> _WORK INSTRUCTION_
Retype every record below exactly as it is written.

> _PROVIDED INFORMATION_
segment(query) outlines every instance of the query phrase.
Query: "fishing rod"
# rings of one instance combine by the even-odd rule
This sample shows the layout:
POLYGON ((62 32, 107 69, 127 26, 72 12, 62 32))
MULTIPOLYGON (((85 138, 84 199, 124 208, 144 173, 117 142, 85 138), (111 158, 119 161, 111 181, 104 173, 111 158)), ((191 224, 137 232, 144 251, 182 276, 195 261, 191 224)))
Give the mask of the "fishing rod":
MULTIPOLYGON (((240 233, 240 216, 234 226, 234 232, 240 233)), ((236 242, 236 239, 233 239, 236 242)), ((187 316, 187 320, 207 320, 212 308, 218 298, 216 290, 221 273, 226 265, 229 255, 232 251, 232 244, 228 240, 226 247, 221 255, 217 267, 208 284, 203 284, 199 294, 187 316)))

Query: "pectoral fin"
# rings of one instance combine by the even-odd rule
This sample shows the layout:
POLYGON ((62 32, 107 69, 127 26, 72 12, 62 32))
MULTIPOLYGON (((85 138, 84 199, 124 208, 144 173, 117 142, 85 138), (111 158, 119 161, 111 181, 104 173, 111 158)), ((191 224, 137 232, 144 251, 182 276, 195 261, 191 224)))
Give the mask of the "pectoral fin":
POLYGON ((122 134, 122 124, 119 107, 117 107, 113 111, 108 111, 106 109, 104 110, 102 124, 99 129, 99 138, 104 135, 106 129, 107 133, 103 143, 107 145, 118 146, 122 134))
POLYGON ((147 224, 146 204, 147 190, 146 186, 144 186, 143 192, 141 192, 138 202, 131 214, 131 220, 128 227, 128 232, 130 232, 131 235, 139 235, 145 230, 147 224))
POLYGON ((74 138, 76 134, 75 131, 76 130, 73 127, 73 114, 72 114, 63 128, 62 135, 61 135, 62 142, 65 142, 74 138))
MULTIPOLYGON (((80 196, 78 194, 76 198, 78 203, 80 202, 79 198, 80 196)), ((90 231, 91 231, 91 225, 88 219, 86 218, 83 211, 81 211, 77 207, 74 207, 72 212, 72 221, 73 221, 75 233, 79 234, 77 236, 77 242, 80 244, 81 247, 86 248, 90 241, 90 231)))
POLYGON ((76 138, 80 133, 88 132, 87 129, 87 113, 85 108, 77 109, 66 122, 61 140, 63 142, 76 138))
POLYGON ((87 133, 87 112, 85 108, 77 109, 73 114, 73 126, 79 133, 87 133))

> _WRITTEN RESPONSE_
segment(query) outlines every instance of the query phrase.
Query: "fishing rod"
# rings of one instance combine by the even-odd rule
This sample shows the layout:
POLYGON ((62 32, 107 69, 127 26, 72 12, 62 32))
MULTIPOLYGON (((85 138, 84 199, 124 208, 144 173, 117 142, 85 138), (111 158, 119 161, 111 181, 104 173, 111 158)), ((191 224, 137 232, 144 251, 182 276, 195 261, 191 224)))
Give the mask of the "fishing rod":
MULTIPOLYGON (((240 233, 240 216, 234 226, 234 232, 240 233)), ((236 242, 236 239, 233 239, 236 242)), ((187 316, 187 320, 207 320, 212 308, 218 298, 216 290, 221 273, 226 265, 229 255, 232 251, 232 244, 228 240, 226 247, 221 255, 217 267, 208 284, 203 284, 199 294, 187 316)))

Query: "pectoral fin"
# rings of one instance combine by the even-odd rule
This sample shows the layout:
POLYGON ((62 32, 107 69, 127 26, 72 12, 62 32))
MULTIPOLYGON (((85 138, 84 199, 124 208, 144 173, 117 142, 85 138), (111 158, 119 161, 111 181, 104 173, 111 158)), ((191 224, 137 232, 144 251, 182 276, 195 261, 191 224)))
Give the mask of the "pectoral fin":
POLYGON ((122 134, 122 124, 119 107, 117 107, 113 111, 108 111, 106 109, 104 110, 102 124, 99 129, 99 138, 104 135, 106 129, 107 133, 103 143, 107 145, 118 146, 122 134))
POLYGON ((147 224, 146 204, 147 190, 146 186, 144 186, 143 192, 141 192, 138 202, 131 214, 131 220, 128 227, 128 232, 130 232, 131 235, 139 235, 145 230, 147 224))
POLYGON ((74 138, 76 134, 75 131, 76 130, 73 127, 73 114, 72 114, 63 128, 62 135, 61 135, 62 142, 65 142, 74 138))
MULTIPOLYGON (((80 196, 78 194, 76 198, 78 203, 80 202, 79 198, 80 196)), ((90 231, 91 231, 91 225, 88 219, 86 218, 83 211, 81 211, 77 207, 74 207, 72 212, 72 221, 73 221, 75 233, 79 234, 77 236, 77 242, 80 244, 81 247, 86 248, 90 241, 90 231)))
POLYGON ((76 138, 80 133, 88 132, 87 129, 87 113, 85 108, 77 109, 66 122, 61 140, 63 142, 76 138))
POLYGON ((87 133, 87 112, 85 108, 77 109, 73 114, 73 126, 79 133, 87 133))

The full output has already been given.